====== Provided data
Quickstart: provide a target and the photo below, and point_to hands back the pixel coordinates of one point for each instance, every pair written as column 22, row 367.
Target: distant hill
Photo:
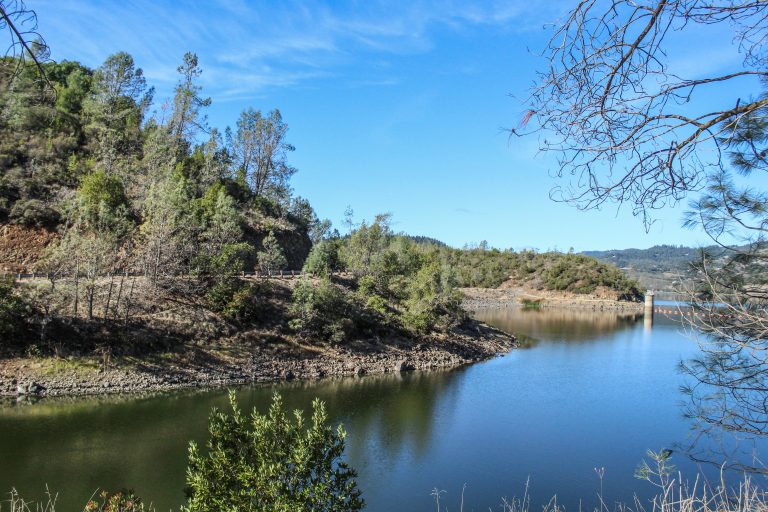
column 659, row 267
column 659, row 258
column 425, row 240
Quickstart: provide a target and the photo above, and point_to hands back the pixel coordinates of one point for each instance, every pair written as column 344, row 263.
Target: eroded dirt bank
column 244, row 358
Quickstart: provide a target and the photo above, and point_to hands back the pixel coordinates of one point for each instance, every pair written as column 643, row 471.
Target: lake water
column 588, row 390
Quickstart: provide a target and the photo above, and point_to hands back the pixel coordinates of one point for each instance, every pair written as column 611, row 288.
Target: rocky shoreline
column 482, row 298
column 474, row 343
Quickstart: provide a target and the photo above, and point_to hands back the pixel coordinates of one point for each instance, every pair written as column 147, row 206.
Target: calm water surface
column 588, row 390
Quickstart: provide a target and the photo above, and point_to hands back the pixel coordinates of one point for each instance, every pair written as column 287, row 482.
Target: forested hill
column 126, row 190
column 656, row 259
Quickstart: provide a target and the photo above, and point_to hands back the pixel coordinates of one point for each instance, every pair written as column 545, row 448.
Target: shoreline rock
column 476, row 343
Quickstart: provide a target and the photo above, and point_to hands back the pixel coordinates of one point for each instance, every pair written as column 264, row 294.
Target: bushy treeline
column 398, row 281
column 413, row 283
column 656, row 259
column 158, row 195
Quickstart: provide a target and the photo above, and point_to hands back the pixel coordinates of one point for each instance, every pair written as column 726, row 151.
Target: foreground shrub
column 121, row 501
column 271, row 463
column 324, row 310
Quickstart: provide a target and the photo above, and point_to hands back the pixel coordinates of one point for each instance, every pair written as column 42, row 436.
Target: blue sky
column 399, row 108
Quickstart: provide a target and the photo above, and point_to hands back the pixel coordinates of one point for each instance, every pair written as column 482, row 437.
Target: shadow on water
column 76, row 446
column 558, row 325
column 595, row 390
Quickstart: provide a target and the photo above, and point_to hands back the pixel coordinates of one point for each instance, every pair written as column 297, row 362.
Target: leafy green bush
column 100, row 188
column 121, row 501
column 323, row 258
column 12, row 308
column 271, row 463
column 322, row 310
column 34, row 213
column 247, row 303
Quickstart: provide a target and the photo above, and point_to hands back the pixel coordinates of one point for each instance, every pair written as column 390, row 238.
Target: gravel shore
column 253, row 363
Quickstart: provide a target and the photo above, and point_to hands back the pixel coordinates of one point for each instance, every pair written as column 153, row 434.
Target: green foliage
column 222, row 272
column 121, row 501
column 12, row 308
column 34, row 213
column 323, row 258
column 271, row 258
column 100, row 189
column 271, row 463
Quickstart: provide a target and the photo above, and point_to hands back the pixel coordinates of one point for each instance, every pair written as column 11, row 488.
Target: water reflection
column 571, row 325
column 595, row 391
column 79, row 445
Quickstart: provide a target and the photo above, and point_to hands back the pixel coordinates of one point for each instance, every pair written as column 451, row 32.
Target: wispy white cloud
column 249, row 47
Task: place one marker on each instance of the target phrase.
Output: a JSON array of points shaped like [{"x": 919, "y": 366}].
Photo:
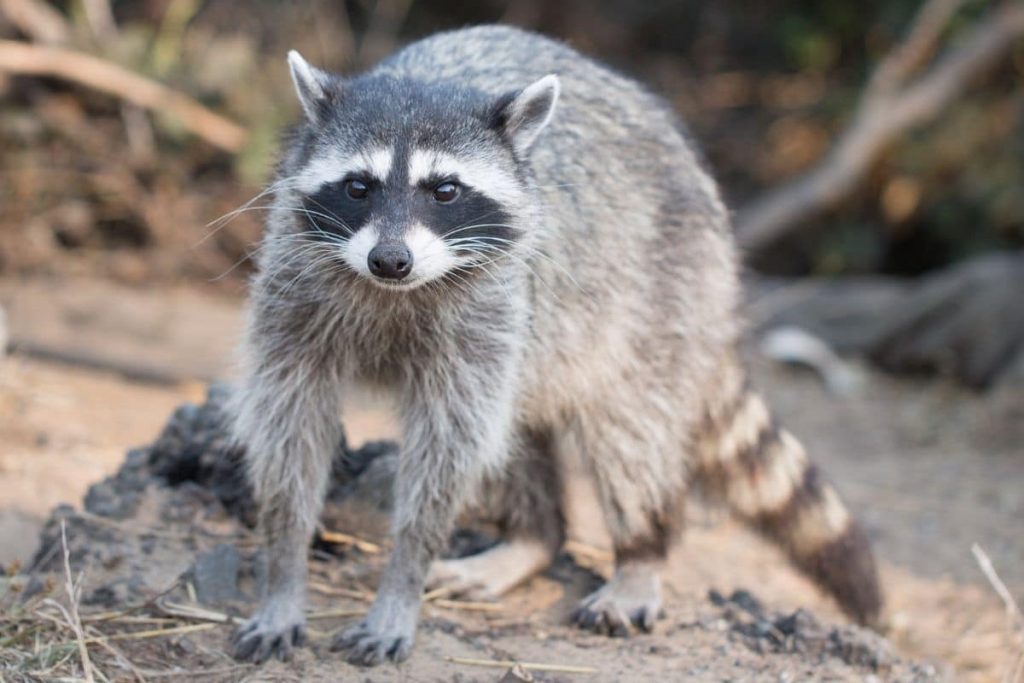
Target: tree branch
[
  {"x": 889, "y": 108},
  {"x": 19, "y": 57}
]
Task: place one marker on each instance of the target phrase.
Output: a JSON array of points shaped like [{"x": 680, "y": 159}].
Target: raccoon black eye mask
[{"x": 441, "y": 228}]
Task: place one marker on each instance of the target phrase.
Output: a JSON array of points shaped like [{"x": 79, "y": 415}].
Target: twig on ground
[
  {"x": 335, "y": 613},
  {"x": 892, "y": 103},
  {"x": 1013, "y": 609},
  {"x": 468, "y": 605},
  {"x": 72, "y": 611},
  {"x": 342, "y": 592},
  {"x": 24, "y": 58},
  {"x": 528, "y": 666},
  {"x": 157, "y": 633},
  {"x": 341, "y": 539}
]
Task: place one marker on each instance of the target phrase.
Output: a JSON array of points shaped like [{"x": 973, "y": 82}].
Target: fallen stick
[
  {"x": 156, "y": 633},
  {"x": 1013, "y": 610},
  {"x": 528, "y": 666},
  {"x": 73, "y": 616},
  {"x": 24, "y": 58},
  {"x": 348, "y": 540}
]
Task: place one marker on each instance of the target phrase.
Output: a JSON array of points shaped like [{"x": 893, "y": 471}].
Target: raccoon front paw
[
  {"x": 274, "y": 631},
  {"x": 386, "y": 634},
  {"x": 624, "y": 600}
]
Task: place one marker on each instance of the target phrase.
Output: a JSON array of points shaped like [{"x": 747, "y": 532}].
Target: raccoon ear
[
  {"x": 314, "y": 87},
  {"x": 521, "y": 116}
]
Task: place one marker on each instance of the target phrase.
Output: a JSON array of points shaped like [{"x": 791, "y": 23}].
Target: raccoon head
[{"x": 414, "y": 181}]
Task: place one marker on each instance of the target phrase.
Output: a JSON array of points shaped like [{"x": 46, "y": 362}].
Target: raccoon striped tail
[{"x": 763, "y": 474}]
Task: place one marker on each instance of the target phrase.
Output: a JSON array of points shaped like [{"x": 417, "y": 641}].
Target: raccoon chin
[{"x": 399, "y": 286}]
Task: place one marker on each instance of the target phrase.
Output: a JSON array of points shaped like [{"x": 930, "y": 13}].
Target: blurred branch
[
  {"x": 891, "y": 104},
  {"x": 100, "y": 18},
  {"x": 38, "y": 20},
  {"x": 19, "y": 57},
  {"x": 382, "y": 34}
]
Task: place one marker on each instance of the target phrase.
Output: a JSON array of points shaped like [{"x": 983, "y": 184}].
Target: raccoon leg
[
  {"x": 456, "y": 428},
  {"x": 290, "y": 430},
  {"x": 763, "y": 474},
  {"x": 526, "y": 503},
  {"x": 643, "y": 500}
]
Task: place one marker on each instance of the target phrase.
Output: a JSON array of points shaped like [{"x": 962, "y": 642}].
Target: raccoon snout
[{"x": 391, "y": 261}]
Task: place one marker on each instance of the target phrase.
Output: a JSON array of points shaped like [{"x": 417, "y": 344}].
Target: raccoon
[{"x": 522, "y": 246}]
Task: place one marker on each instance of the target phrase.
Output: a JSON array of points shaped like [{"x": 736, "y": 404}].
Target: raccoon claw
[
  {"x": 606, "y": 611},
  {"x": 257, "y": 640},
  {"x": 367, "y": 647}
]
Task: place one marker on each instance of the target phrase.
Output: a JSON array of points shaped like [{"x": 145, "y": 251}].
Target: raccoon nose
[{"x": 390, "y": 261}]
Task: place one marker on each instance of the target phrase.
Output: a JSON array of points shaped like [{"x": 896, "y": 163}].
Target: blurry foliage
[{"x": 764, "y": 88}]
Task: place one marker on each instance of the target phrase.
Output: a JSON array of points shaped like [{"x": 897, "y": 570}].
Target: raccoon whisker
[
  {"x": 218, "y": 223},
  {"x": 312, "y": 266},
  {"x": 483, "y": 249},
  {"x": 250, "y": 254},
  {"x": 328, "y": 237},
  {"x": 335, "y": 218},
  {"x": 483, "y": 268},
  {"x": 528, "y": 249},
  {"x": 474, "y": 226}
]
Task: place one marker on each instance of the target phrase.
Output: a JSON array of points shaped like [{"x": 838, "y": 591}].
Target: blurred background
[{"x": 872, "y": 153}]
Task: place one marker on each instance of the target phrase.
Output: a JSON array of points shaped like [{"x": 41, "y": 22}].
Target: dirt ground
[{"x": 929, "y": 468}]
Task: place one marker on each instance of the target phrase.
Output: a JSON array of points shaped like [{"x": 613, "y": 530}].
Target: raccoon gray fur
[{"x": 522, "y": 246}]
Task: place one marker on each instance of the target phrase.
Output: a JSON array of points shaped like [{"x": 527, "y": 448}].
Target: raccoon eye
[
  {"x": 446, "y": 191},
  {"x": 356, "y": 189}
]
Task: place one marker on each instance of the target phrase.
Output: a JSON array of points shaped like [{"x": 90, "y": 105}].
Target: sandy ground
[{"x": 930, "y": 469}]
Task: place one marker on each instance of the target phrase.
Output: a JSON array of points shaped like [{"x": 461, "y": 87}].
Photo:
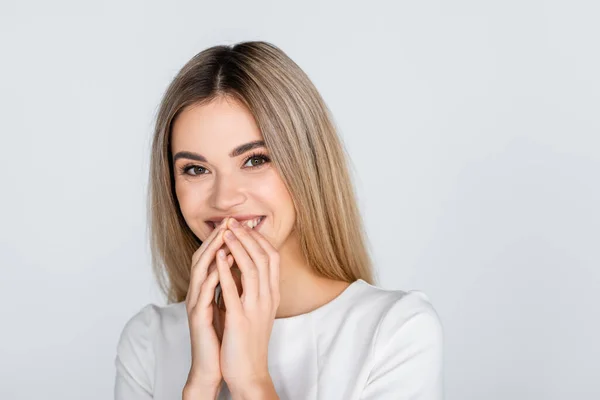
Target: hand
[
  {"x": 201, "y": 311},
  {"x": 249, "y": 319}
]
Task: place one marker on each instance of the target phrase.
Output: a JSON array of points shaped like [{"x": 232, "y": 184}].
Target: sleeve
[
  {"x": 408, "y": 354},
  {"x": 134, "y": 361}
]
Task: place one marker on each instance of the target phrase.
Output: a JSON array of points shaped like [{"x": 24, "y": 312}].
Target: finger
[
  {"x": 207, "y": 242},
  {"x": 200, "y": 268},
  {"x": 273, "y": 262},
  {"x": 228, "y": 286},
  {"x": 218, "y": 291},
  {"x": 207, "y": 291},
  {"x": 259, "y": 256},
  {"x": 250, "y": 277}
]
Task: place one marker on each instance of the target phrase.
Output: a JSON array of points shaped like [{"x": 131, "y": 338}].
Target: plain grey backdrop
[{"x": 473, "y": 129}]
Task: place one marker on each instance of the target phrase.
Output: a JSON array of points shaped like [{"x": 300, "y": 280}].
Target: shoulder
[
  {"x": 409, "y": 318},
  {"x": 139, "y": 338}
]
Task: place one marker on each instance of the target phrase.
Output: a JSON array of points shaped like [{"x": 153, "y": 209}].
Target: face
[{"x": 223, "y": 169}]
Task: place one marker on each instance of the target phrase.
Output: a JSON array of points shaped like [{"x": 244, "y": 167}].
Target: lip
[{"x": 212, "y": 221}]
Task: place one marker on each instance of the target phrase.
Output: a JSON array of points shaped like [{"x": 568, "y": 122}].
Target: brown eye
[{"x": 256, "y": 160}]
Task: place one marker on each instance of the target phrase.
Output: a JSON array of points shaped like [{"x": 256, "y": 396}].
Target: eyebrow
[{"x": 234, "y": 153}]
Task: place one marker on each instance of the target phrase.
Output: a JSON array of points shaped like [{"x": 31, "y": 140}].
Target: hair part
[{"x": 297, "y": 128}]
============
Your goal |
All lines from the one that holds "Target: shoulder" to the end of the entries above must be transcribed exactly, both ends included, and no others.

Written response |
Target: shoulder
[
  {"x": 409, "y": 318},
  {"x": 139, "y": 338}
]
Task: place one marker on each instance of the target phrase.
Output: a JSON array of points shaped like [{"x": 153, "y": 209}].
Target: face
[{"x": 223, "y": 169}]
Task: place one marker on each instance of the target phrase.
Output: a JSON array of points shaped like [{"x": 244, "y": 167}].
Target: lip
[{"x": 212, "y": 221}]
Task: place one marker on each instance of the target phrase.
Output: a JSON array of points shaped like [{"x": 568, "y": 122}].
Target: brown eye
[{"x": 256, "y": 160}]
Task: place one marker on each instance of the target phrase.
Output: a JSON array of points shaped like [{"x": 256, "y": 396}].
Target: eyebrow
[{"x": 234, "y": 153}]
Task: place one marker on each instance of the target phrase.
Output: a JSON array of points shaped like [{"x": 31, "y": 140}].
Target: hair part
[{"x": 297, "y": 128}]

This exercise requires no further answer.